I’ve
heard it said that the oppressed make the worst oppressors.
I
never ever thought the day would come when I thought of myself as an
oppressor, and yet, here we are.
Ten years. That’s how long it took to season what may have been my
greatest love.
I
didn’t fall in love with him… I grew in love with him, which I
think is a dangerous kind of way to love, because it’s a love that
is near-impossible to uproot.
He
liked me. And, while I enjoyed the attention of him liking me, I was
too busy growing in love with him to truly like him back. I loved
him; he didn’t love me back. He liked me in that way that boys
sometimes like girls: for their pretty faces and the way they smile.
He didn’t have the time to grow in love with my soul like I was
trying to grow in love with his.
I
loved him, I eventually learned to be happy just loving him, and I badly wanted him to love me, too. I
convinced myself that if only I just kept on loving him, he would
eventually see how no one could possibly love him like that and he
would then come to love me, too.

Work to complete =
[1] In the passage on love, starting with "Ten years. That’s" and going on through "way they smile.", change "pretty faces" to "bright eyes" and write out the result.
[2] Find each line in the entries that contains the string "eyeglasses" and copy those lines.

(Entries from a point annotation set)
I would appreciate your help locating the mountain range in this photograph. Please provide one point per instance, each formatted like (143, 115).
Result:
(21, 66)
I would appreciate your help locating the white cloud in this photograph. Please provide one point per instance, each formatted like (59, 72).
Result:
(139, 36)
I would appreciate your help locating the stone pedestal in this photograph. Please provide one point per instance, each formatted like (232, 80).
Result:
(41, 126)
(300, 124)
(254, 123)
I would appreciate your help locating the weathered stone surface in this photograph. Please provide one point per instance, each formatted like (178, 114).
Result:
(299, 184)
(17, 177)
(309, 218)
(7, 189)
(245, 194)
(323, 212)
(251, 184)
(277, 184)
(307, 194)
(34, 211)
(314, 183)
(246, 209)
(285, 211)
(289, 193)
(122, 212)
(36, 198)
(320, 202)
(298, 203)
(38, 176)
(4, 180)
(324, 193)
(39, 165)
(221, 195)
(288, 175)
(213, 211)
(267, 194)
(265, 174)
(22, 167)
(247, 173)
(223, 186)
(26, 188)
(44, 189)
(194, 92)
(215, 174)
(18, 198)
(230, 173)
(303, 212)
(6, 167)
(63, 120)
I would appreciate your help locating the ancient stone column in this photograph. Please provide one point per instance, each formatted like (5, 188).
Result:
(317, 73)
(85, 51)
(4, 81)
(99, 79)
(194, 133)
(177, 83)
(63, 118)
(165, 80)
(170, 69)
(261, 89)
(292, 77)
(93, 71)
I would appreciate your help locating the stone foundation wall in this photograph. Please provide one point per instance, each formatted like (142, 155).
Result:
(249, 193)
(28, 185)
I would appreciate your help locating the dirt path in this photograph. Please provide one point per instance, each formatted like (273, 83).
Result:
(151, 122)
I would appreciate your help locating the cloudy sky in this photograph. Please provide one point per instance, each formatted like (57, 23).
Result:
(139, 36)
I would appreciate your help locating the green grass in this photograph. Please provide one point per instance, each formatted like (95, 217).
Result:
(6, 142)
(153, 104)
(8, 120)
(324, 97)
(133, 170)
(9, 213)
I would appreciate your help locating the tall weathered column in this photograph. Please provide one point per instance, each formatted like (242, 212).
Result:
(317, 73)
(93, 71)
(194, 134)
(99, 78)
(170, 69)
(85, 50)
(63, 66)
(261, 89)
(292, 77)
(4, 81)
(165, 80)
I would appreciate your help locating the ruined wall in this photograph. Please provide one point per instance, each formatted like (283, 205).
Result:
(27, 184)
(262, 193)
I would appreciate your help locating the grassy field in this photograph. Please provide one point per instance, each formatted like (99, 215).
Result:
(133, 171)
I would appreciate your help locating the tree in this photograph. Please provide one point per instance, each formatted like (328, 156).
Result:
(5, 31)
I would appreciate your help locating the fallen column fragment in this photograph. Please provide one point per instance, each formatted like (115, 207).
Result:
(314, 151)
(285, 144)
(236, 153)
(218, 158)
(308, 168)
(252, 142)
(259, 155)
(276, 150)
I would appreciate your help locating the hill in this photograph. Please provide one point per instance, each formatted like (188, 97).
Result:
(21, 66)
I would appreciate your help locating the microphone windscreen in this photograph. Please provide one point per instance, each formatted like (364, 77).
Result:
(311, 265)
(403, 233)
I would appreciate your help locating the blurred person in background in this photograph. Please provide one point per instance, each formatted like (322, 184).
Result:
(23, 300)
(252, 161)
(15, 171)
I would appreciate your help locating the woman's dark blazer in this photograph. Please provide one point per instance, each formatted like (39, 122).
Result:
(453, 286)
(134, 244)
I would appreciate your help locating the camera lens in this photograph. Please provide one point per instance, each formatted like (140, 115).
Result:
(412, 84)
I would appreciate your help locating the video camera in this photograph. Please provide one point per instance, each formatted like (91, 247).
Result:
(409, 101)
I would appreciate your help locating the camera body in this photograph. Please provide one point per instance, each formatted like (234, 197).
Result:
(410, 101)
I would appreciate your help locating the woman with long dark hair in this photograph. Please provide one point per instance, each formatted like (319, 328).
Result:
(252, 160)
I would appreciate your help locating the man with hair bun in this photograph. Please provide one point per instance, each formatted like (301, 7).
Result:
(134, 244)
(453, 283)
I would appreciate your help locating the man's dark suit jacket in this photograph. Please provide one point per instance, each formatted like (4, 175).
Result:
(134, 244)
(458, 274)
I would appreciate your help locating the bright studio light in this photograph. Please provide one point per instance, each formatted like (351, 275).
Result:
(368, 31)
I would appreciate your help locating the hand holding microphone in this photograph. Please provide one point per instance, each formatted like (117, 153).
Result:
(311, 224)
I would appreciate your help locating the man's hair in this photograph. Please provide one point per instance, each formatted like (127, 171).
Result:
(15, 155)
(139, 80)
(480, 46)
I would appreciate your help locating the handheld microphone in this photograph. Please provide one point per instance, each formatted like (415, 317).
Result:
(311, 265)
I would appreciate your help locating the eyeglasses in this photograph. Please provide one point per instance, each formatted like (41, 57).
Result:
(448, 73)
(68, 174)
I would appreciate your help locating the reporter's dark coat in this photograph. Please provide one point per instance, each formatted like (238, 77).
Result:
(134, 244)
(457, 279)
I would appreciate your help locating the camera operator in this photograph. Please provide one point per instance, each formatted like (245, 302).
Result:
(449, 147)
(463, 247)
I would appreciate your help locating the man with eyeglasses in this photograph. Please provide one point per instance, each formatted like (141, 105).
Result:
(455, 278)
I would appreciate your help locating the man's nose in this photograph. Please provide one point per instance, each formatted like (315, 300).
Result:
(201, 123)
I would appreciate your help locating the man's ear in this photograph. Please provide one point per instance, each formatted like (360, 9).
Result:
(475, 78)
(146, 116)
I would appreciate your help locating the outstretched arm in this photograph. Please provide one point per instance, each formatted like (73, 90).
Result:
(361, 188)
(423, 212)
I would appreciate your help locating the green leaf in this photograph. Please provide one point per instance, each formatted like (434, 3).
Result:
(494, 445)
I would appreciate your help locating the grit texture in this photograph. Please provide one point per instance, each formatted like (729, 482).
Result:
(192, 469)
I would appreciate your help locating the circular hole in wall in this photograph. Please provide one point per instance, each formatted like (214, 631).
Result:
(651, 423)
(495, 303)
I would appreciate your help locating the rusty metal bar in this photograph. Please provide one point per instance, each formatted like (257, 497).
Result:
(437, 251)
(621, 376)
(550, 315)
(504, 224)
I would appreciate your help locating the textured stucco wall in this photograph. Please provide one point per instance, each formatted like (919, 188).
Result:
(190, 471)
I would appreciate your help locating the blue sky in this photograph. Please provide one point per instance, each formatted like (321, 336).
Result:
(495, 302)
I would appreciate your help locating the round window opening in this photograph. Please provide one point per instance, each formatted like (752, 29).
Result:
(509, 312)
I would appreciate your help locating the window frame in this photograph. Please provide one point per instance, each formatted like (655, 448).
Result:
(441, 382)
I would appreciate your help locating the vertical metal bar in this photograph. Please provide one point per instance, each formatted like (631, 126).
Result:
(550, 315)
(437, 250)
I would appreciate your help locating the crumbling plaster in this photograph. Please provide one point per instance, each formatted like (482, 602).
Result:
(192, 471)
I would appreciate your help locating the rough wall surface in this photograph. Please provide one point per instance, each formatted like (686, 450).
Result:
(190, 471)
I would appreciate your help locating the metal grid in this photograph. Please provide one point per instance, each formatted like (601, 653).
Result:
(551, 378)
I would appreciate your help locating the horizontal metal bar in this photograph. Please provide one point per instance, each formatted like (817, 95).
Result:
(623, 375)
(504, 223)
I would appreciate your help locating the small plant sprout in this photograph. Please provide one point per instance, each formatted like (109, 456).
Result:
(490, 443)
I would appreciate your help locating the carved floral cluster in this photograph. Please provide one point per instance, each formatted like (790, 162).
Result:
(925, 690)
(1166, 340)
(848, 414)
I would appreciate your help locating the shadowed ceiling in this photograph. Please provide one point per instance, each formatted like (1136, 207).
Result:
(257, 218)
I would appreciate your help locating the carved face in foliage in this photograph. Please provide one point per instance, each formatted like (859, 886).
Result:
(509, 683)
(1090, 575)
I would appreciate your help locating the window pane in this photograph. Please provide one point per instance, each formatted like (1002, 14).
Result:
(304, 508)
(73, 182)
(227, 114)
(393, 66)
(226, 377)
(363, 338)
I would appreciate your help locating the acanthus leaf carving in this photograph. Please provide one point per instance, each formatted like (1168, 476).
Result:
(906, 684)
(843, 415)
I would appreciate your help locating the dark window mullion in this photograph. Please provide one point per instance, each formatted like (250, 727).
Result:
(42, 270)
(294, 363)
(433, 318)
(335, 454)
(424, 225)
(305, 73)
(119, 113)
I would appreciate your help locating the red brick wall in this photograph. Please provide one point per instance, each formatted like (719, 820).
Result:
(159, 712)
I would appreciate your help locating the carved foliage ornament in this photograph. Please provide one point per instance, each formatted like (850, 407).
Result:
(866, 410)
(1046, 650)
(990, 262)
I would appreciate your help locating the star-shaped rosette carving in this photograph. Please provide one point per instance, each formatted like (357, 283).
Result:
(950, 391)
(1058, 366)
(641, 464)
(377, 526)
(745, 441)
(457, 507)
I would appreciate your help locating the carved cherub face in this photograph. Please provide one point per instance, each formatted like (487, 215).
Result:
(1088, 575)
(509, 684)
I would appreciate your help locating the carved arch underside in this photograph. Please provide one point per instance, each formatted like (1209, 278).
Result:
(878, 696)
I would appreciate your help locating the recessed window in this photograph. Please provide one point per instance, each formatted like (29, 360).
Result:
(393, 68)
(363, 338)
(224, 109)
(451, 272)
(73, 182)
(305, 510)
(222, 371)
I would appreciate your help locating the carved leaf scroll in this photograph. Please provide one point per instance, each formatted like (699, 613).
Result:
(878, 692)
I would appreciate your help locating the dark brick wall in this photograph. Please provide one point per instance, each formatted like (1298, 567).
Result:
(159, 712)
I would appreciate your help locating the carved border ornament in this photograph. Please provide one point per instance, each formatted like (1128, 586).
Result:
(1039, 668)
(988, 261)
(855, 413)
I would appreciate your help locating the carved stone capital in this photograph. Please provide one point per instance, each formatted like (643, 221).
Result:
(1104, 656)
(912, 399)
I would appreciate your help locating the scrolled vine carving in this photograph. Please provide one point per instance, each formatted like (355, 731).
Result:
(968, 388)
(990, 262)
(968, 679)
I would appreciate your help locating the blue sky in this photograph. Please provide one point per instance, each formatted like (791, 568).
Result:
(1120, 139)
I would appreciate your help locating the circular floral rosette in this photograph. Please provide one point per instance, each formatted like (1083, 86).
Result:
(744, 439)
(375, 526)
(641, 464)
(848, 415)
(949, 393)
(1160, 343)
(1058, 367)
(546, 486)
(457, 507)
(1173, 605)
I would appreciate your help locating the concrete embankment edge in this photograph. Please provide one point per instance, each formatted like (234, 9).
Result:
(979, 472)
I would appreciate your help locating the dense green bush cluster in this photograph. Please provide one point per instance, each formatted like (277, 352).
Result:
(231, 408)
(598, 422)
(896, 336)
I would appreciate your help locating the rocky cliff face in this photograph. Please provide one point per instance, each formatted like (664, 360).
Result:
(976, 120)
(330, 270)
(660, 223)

Results for each task =
[1]
Ten years. That’s how long it took to season what may have been my
greatest love.
I
didn’t fall in love with him… I grew in love with him, which I
think is a dangerous kind of way to love, because it’s a love that
is near-impossible to uproot.
He
liked me. And, while I enjoyed the attention of him liking me, I was
too busy growing in love with him to truly like him back. I loved
him; he didn’t love me back. He liked me in that way that boys
sometimes like girls: for their bright eyes and the way they smile.

[2]
I would appreciate your help locating the eyeglasses in this photograph. Please provide one point per instance, each formatted like (41, 57).
I would appreciate your help locating the man with eyeglasses in this photograph. Please provide one point per instance, each formatted like (141, 105).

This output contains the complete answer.